◆ **CONSIGNE 1**:
Dans les lignes de données, de la ligne contenant « Select all occurrences of red and » à la ligne contenant « [43,382,116,425] », remplacez « wood stork » par « painted stork » et recopiez ces lignes sans aucune autre modification. N'incluez pas les images dans votre réponse.

Représentant de l’appelante :

M. Murray Wiseman

 

Avocate de l’intimée :

Me Christa Akey

____________________________________________________________________

JUGEMENT MODIFIÉ

 

          Conformément aux motifs du jugement modifiés ci-joints, l’appel interjeté à l’égard des nouvelles cotisations établies en vertu de la Loi de l’impôt sur le revenu est accueilli et les nouvelles cotisations sont renvoyées au ministre du Revenu national pour nouvel examen et nouvelle cotisation étant donné que l’appelante, Marie Heaps, a le droit de déduire 25 p. 100 des frais d’intérêts déduits par la société de personnes Heaps au titre du prêt hypothécaire pour les années d’imposition 2002 et 2003. L’appelante a en outre droit à des dépens dont la somme est fixée à 75 $.

 

          Signé à Ottawa, Canada, ce 18e jour de juin 2008.

 

« G. A. Sheridan »

Juge Sheridan

Traduction certifiée conforme

ce 7e jour de juillet 2011.

 

Marie-Christine Gervais.


 

Référence : 2008CCI130

Date : 20080618

Dossier : 2007-3369(IT)I

ENTRE :

RONALD HEAPS,

appelant,

et

 

SA MAJESTÉ LA REINE,

intimée,

 

ET ENTRE :

 

2007-3371(IT)I

 

MARIE HEAPS,

appelante,

et

 

SA MAJESTÉ LA REINE,

 

intimée.

 

[TRADUCTION FRANÇAISE OFFICIELLE]

 

MOTIFS DU JUGEMENT MODIFIÉS

 

La juge Sheridan

 

[1]   Les appelants, Ronald et Marie Heaps, interjettent appel à l’égard des nouvelles cotisations établies pour leurs années d’imposition 2002 et 2003[1]. Ils étaient représentés à l’audience par M. Murray Wiseman, un comptable agréé qui était leur comptable pendant toutes les périodes pertinentes quant aux présents appels.

 

[2]   En mars 1994, M. et Mme Heaps ont acheté une grande parcelle sur l’île de Vancouver (la « propriété ») pour le prix de 630 000 $. Ils ont payé le prix d’achat au moyen d’un versement de 350 000 $ provenant du produit de la vente de leur ancienne résidence et par un solde hypothécaire de 280 000 $ dû aux vendeurs[2]. En 1999, ils ont refinancé le solde hypothécaire de 280 000 $ dû aux vendeurs en empruntant 305 000 $ à la Hong Kong and Shanghai Banking Corporation (« HSBC »). Au moment de l’achat, il y avait une résidence construite sur une partie de la propriété. Ils ont acheté la propriété en ayant l’intention de vivre dans la résidence et de subdiviser la portion restante de la propriété pour la revendre.

◆ **CONSIGNE 2**:
Selon l'extrait du jugement, à quel prix M. et Mme Heaps ont-ils acheté la propriété sur l'île de Vancouver en mars 1994 ?

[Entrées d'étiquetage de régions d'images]
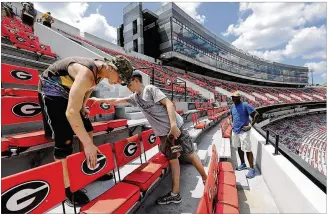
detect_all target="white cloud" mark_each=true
[162,2,206,24]
[284,25,327,59]
[304,61,327,76]
[34,3,117,43]
[222,3,326,51]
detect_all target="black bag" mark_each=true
[167,135,183,157]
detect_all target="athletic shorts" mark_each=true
[38,93,93,159]
[232,130,251,152]
[160,126,194,160]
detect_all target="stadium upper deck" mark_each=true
[118,3,308,85]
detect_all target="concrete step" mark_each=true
[126,112,145,120]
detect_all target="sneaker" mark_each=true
[246,169,256,178]
[236,163,247,171]
[156,191,182,204]
[65,189,90,207]
[97,173,113,181]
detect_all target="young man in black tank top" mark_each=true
[38,56,133,206]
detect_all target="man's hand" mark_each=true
[81,106,90,117]
[168,125,181,140]
[242,124,251,132]
[83,143,101,169]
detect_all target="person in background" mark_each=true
[21,2,37,31]
[91,71,207,204]
[40,12,54,28]
[229,91,259,178]
[38,55,133,206]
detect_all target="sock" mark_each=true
[171,192,178,196]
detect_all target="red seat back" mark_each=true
[141,129,161,152]
[67,143,115,192]
[203,150,217,213]
[1,161,66,214]
[1,96,42,125]
[1,63,39,86]
[113,134,141,167]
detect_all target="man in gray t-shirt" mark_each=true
[91,71,207,204]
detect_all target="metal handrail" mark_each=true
[254,126,327,193]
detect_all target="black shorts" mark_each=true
[42,21,51,28]
[160,125,194,160]
[38,93,93,159]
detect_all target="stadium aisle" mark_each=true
[132,125,220,214]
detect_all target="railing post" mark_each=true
[274,135,279,155]
[184,81,187,102]
[265,130,270,145]
[152,67,154,85]
[171,81,174,101]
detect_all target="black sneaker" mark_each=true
[156,192,182,204]
[97,173,113,181]
[65,189,90,207]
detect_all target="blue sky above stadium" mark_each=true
[35,2,327,84]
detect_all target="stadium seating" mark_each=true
[1,161,65,214]
[263,114,327,174]
[192,113,206,129]
[67,144,140,214]
[113,135,162,193]
[196,145,239,214]
[141,129,169,173]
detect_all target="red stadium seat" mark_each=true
[218,171,236,187]
[141,129,169,171]
[215,203,239,214]
[5,88,38,97]
[196,196,208,214]
[218,161,234,172]
[67,144,140,214]
[217,183,239,209]
[87,100,114,117]
[37,43,56,57]
[1,161,66,214]
[107,119,128,131]
[8,131,53,148]
[1,63,39,86]
[113,135,161,192]
[1,96,42,125]
[92,122,107,133]
[1,138,9,152]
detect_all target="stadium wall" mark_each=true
[250,128,326,213]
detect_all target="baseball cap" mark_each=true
[231,91,240,97]
[104,55,134,85]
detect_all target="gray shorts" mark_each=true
[160,126,194,160]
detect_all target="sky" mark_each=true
[34,2,327,84]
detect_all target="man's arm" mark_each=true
[90,97,129,105]
[160,97,181,139]
[66,68,93,147]
[250,111,260,126]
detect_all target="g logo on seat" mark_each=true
[81,154,106,175]
[1,181,50,213]
[123,142,138,158]
[10,70,32,80]
[100,103,111,110]
[149,133,156,144]
[11,102,41,117]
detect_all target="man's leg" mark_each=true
[188,152,207,181]
[240,131,256,178]
[169,158,180,194]
[232,131,247,171]
[156,136,182,204]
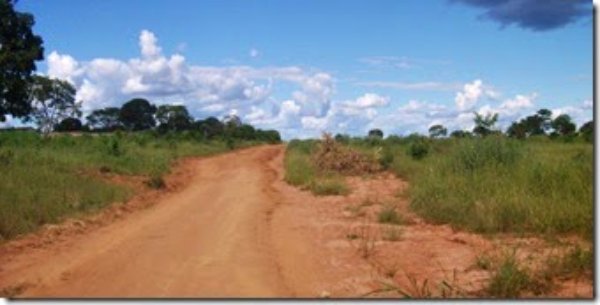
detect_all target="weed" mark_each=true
[382,226,404,241]
[488,253,532,298]
[377,205,403,225]
[145,175,166,190]
[350,224,376,259]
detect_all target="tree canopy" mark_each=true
[119,98,156,131]
[27,75,81,134]
[0,0,44,122]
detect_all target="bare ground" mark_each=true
[0,146,593,298]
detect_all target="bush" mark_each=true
[377,205,403,225]
[408,140,429,160]
[145,175,166,189]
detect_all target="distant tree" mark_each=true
[193,117,225,139]
[0,0,44,122]
[85,107,122,131]
[156,105,194,131]
[551,114,577,136]
[369,129,383,139]
[333,133,350,144]
[473,112,498,137]
[579,120,594,143]
[506,121,527,139]
[450,130,473,138]
[119,98,156,131]
[256,129,281,144]
[429,124,448,138]
[54,118,83,132]
[25,75,81,134]
[232,124,256,140]
[223,114,242,129]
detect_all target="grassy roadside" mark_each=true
[285,136,594,240]
[0,132,257,241]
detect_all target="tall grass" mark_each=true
[411,137,593,238]
[0,131,262,241]
[286,136,594,239]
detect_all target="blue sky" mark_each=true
[9,0,593,138]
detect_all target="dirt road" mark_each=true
[0,146,322,297]
[0,146,593,298]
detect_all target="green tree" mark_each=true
[156,105,194,131]
[119,98,156,131]
[193,117,225,139]
[85,107,122,131]
[579,120,594,143]
[551,114,577,136]
[450,130,472,138]
[369,128,383,139]
[0,0,44,122]
[473,112,498,137]
[506,121,527,139]
[54,118,83,132]
[429,124,448,138]
[25,75,81,134]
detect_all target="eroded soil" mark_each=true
[0,146,593,298]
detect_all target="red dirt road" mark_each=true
[0,145,593,298]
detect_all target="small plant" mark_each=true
[408,140,429,160]
[377,205,403,225]
[488,253,532,298]
[347,225,376,259]
[145,175,166,190]
[382,226,403,241]
[0,149,15,166]
[475,254,492,270]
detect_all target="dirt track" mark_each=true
[0,146,312,297]
[0,146,593,298]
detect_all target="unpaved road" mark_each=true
[0,146,310,297]
[0,145,593,298]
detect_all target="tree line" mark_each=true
[364,108,594,143]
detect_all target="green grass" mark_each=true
[377,205,403,225]
[487,255,533,298]
[284,140,350,196]
[411,137,593,238]
[286,136,594,240]
[0,131,262,241]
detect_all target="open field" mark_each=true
[0,132,264,240]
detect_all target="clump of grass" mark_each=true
[487,254,532,298]
[475,254,492,270]
[410,136,593,238]
[381,226,403,241]
[377,205,403,225]
[0,131,254,241]
[145,175,167,190]
[546,246,594,278]
[311,133,380,175]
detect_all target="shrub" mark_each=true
[377,205,403,225]
[488,254,531,298]
[408,140,429,160]
[312,134,380,175]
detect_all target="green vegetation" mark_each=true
[487,254,533,298]
[377,205,403,225]
[286,109,594,240]
[0,131,270,240]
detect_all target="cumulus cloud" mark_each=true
[358,81,461,91]
[454,0,593,31]
[454,79,498,111]
[47,30,335,137]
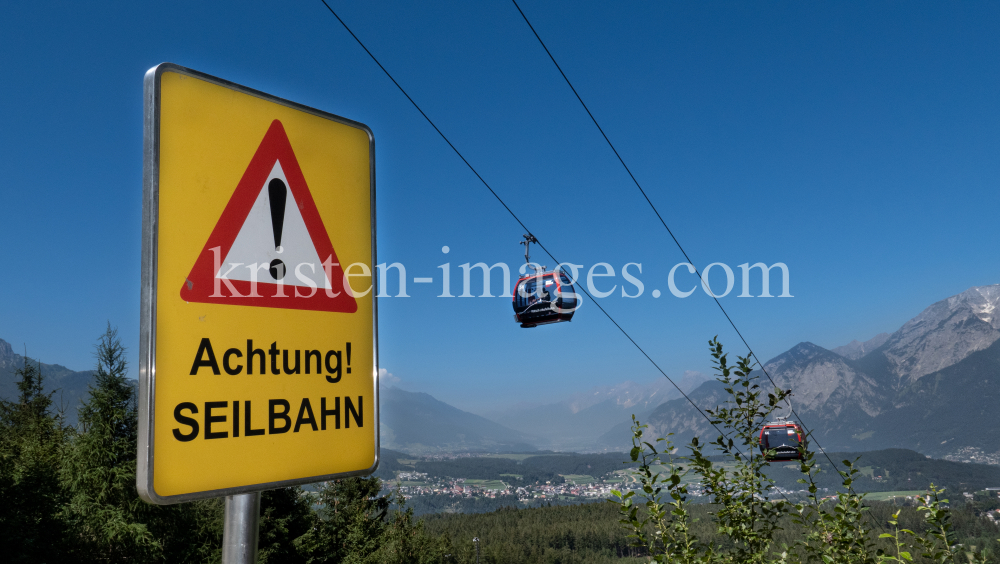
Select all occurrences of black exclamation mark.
[267,178,288,280]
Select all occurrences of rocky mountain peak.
[884,284,1000,382]
[0,339,17,367]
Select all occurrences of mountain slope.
[597,285,1000,460]
[379,387,535,454]
[0,339,94,425]
[483,371,707,452]
[830,333,889,360]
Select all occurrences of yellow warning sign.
[137,64,378,503]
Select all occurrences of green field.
[465,480,507,490]
[865,490,927,501]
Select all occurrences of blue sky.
[0,0,1000,410]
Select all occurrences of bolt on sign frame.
[136,63,379,504]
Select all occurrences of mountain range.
[0,339,94,425]
[595,285,1000,458]
[0,285,1000,463]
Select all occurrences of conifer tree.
[63,323,163,562]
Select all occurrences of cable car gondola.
[512,234,580,328]
[760,419,809,461]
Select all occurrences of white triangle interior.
[215,161,332,289]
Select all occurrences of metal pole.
[222,492,260,564]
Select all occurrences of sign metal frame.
[136,63,381,505]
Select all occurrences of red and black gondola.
[760,421,809,460]
[511,233,580,328]
[512,270,580,327]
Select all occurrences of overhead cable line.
[320,0,748,458]
[511,0,881,526]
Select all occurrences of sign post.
[222,492,260,564]
[136,63,379,562]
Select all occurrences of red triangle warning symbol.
[181,120,358,313]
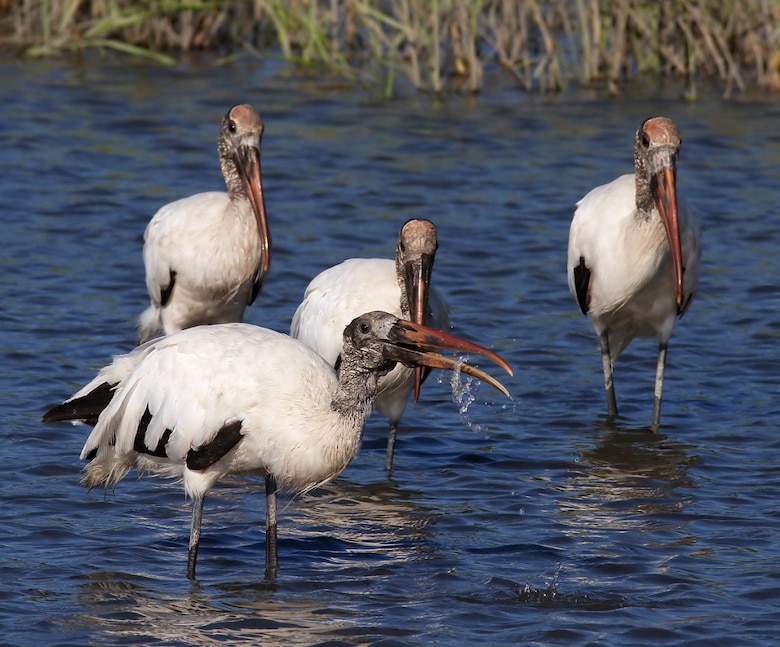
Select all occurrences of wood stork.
[567,117,701,430]
[138,104,271,343]
[43,312,512,578]
[290,219,449,470]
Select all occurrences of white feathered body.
[567,174,700,361]
[71,323,371,498]
[290,258,449,423]
[139,191,262,341]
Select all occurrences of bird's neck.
[331,355,392,429]
[219,146,246,198]
[634,151,655,221]
[395,253,412,319]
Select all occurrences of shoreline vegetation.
[0,0,780,100]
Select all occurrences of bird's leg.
[187,497,206,580]
[265,474,279,580]
[652,341,667,431]
[599,330,617,418]
[385,422,398,472]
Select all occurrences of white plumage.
[43,312,511,577]
[138,105,270,343]
[567,117,700,428]
[290,219,449,469]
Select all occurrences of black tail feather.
[43,382,116,425]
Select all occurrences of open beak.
[650,160,685,312]
[384,319,514,397]
[236,146,271,283]
[403,254,434,402]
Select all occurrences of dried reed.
[0,0,780,97]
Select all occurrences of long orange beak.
[403,254,434,402]
[384,319,514,397]
[650,164,685,311]
[236,146,271,286]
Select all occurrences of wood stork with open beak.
[290,219,449,470]
[567,117,701,430]
[138,104,271,343]
[43,312,512,578]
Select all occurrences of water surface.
[0,60,780,646]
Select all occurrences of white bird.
[290,219,449,470]
[43,312,511,578]
[567,117,701,430]
[138,104,271,343]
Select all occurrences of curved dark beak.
[384,319,514,397]
[403,254,434,402]
[236,145,271,289]
[650,154,685,312]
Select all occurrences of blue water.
[0,60,780,646]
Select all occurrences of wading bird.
[138,104,271,343]
[43,312,512,578]
[567,117,700,429]
[290,220,449,470]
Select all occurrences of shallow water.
[0,60,780,646]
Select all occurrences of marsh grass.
[0,0,780,99]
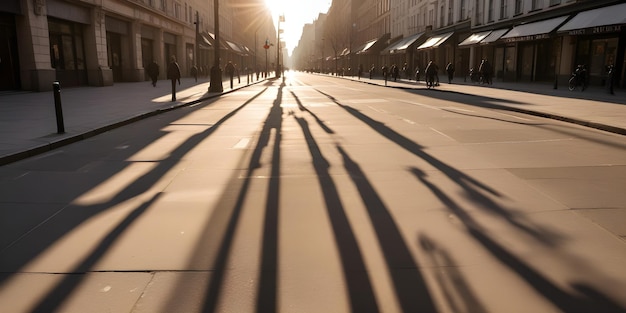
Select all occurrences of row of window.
[400,0,575,31]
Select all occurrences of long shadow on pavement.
[0,88,267,312]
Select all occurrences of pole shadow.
[337,146,438,312]
[0,89,266,312]
[294,116,380,312]
[409,168,626,313]
[318,90,560,245]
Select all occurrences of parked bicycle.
[568,65,587,91]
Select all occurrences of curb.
[0,79,268,166]
[329,76,626,136]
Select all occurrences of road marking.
[402,118,415,125]
[496,112,532,122]
[233,138,250,149]
[345,99,388,103]
[367,105,387,113]
[430,127,454,141]
[396,99,441,111]
[443,107,474,112]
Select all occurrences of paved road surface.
[0,72,626,312]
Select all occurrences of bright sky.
[265,0,332,55]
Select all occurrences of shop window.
[515,0,524,15]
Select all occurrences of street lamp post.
[276,15,285,78]
[209,0,224,92]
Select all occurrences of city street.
[0,72,626,313]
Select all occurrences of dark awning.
[355,33,391,54]
[198,33,213,49]
[459,30,491,47]
[558,3,626,35]
[417,32,454,50]
[480,28,509,45]
[502,15,569,42]
[381,33,424,54]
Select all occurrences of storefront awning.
[459,30,491,47]
[480,28,509,45]
[558,3,626,35]
[502,15,569,42]
[417,32,454,50]
[226,40,245,55]
[381,33,424,54]
[198,33,213,49]
[355,33,391,54]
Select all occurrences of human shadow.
[405,89,624,141]
[197,84,284,312]
[290,91,335,134]
[295,116,380,312]
[0,89,266,312]
[337,146,438,312]
[418,234,488,313]
[409,168,626,313]
[318,90,560,245]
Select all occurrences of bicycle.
[426,75,436,89]
[568,66,587,91]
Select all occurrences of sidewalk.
[0,72,626,165]
[0,76,262,166]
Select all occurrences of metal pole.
[276,15,282,78]
[52,82,65,134]
[209,0,224,92]
[193,11,200,67]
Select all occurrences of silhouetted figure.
[167,56,180,101]
[446,62,454,84]
[224,61,235,89]
[191,65,198,82]
[146,61,159,87]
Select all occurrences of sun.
[265,0,282,19]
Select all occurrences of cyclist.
[426,61,439,88]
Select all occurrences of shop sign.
[504,34,550,42]
[567,25,622,36]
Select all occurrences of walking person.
[147,60,159,87]
[191,65,198,83]
[167,56,180,102]
[446,62,454,84]
[426,61,439,88]
[478,59,491,85]
[225,61,235,89]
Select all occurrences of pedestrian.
[225,61,235,89]
[426,61,438,87]
[380,65,389,81]
[478,59,491,85]
[391,64,400,82]
[191,65,198,83]
[234,64,241,84]
[147,60,159,87]
[446,62,454,84]
[167,55,180,102]
[402,62,411,80]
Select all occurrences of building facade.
[294,0,626,88]
[0,0,276,91]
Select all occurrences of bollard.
[607,65,615,95]
[52,82,65,134]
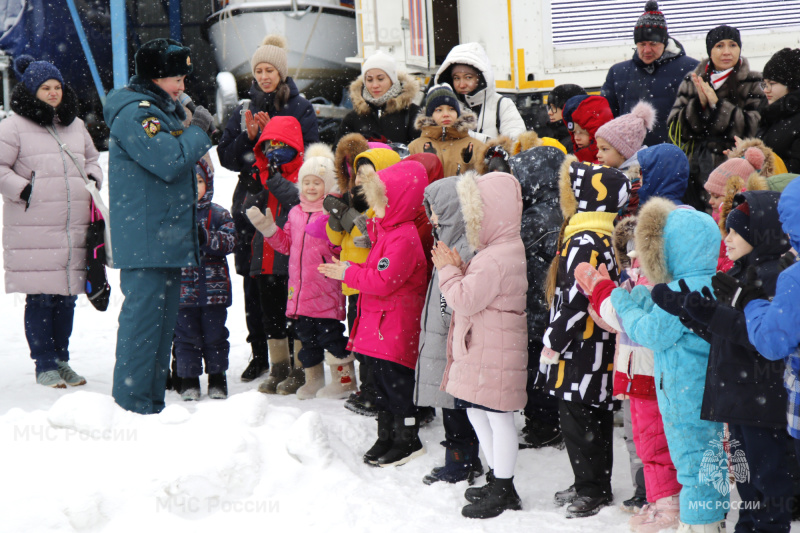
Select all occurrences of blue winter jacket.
[744,176,800,370]
[103,76,211,268]
[600,37,698,146]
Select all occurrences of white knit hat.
[297,143,339,194]
[361,50,397,83]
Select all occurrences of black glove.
[19,183,33,203]
[778,250,797,272]
[422,142,439,155]
[711,267,769,309]
[190,105,214,133]
[461,143,473,163]
[683,287,718,326]
[239,167,264,194]
[322,194,350,231]
[197,222,208,246]
[650,280,692,316]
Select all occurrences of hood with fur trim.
[350,72,419,115]
[414,109,478,136]
[611,217,636,270]
[728,137,776,178]
[456,171,522,251]
[297,143,339,195]
[361,156,428,228]
[634,197,722,284]
[559,155,631,219]
[333,133,369,193]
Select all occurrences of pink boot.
[634,494,681,533]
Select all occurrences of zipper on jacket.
[53,124,74,295]
[290,213,313,314]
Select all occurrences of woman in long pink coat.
[433,172,528,518]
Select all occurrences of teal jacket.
[103,76,211,268]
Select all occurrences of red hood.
[378,160,428,228]
[253,116,303,181]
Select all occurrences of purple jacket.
[266,203,345,320]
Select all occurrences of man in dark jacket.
[103,39,213,414]
[600,1,698,146]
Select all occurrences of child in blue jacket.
[175,159,236,400]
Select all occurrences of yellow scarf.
[561,211,617,245]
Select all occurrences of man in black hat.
[601,0,698,146]
[103,39,213,414]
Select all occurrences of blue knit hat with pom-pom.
[14,55,64,94]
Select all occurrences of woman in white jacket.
[435,43,526,142]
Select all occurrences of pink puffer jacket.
[266,204,345,320]
[439,172,528,411]
[344,161,432,368]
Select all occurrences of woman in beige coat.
[0,56,103,388]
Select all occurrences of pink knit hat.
[595,100,656,159]
[704,148,764,196]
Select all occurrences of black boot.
[464,468,495,503]
[364,411,394,466]
[242,340,269,383]
[208,372,228,400]
[519,418,564,450]
[375,415,425,467]
[461,477,522,518]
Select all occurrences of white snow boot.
[317,352,358,400]
[297,363,325,400]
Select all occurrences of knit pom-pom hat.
[595,100,656,159]
[704,148,764,196]
[250,35,289,80]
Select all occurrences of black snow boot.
[208,372,228,400]
[364,411,394,466]
[375,415,425,467]
[242,340,269,383]
[464,468,495,503]
[519,418,564,450]
[461,477,522,518]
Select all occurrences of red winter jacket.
[344,161,428,369]
[250,116,303,276]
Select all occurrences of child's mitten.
[245,206,278,237]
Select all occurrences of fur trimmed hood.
[634,197,722,284]
[611,217,638,270]
[333,133,369,193]
[350,72,419,115]
[558,155,631,220]
[11,83,79,127]
[728,137,776,178]
[456,171,522,251]
[414,109,478,135]
[361,156,428,228]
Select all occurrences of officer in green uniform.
[103,39,213,414]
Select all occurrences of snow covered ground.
[0,147,800,533]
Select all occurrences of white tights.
[467,407,519,479]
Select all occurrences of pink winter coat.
[0,95,103,296]
[266,203,345,320]
[439,172,528,411]
[344,161,432,369]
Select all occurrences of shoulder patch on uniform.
[142,117,161,138]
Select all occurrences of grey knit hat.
[250,35,289,80]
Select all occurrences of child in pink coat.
[433,172,528,518]
[319,161,428,467]
[247,144,356,400]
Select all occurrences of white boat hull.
[208,1,358,101]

◆ **RÉSULTAT ATTENDU 1**:
Select all occurrences of red and black gondola.
[760,421,809,460]
[511,233,580,328]
[512,270,580,327]
Select all occurrences of overhead cable line.
[320,0,748,458]
[511,0,881,526]
Select all occurrences of sign post.
[222,492,260,564]
[136,63,379,562]
Select all occurrences of red triangle warning symbol.
[181,120,358,313]
Select all occurrences of painted stork.
[567,117,701,430]
[138,104,271,343]
[43,312,512,578]
[290,219,449,470]
Select all occurrences of white feathered body.
[567,174,700,361]
[71,323,371,498]
[290,258,449,423]
[139,191,262,341]
Select all occurrences of bird's neck.
[331,355,392,429]
[219,146,246,198]
[634,151,655,221]
[395,253,412,319]
Select all occurrences of shoreline vegetation.
[0,0,780,100]
Select all occurrences of bird's leg.
[187,497,206,580]
[265,474,279,580]
[652,341,667,431]
[599,330,617,418]
[385,422,398,472]
Select all occurrences of white plumage.
[43,312,511,577]
[138,105,270,343]
[567,117,700,428]
[290,219,449,469]
Select all occurrences of black tail feather.
[43,382,116,425]

◆ **RÉSULTAT ATTENDU 2**:
Ils l'ont achetée pour 630 000 $.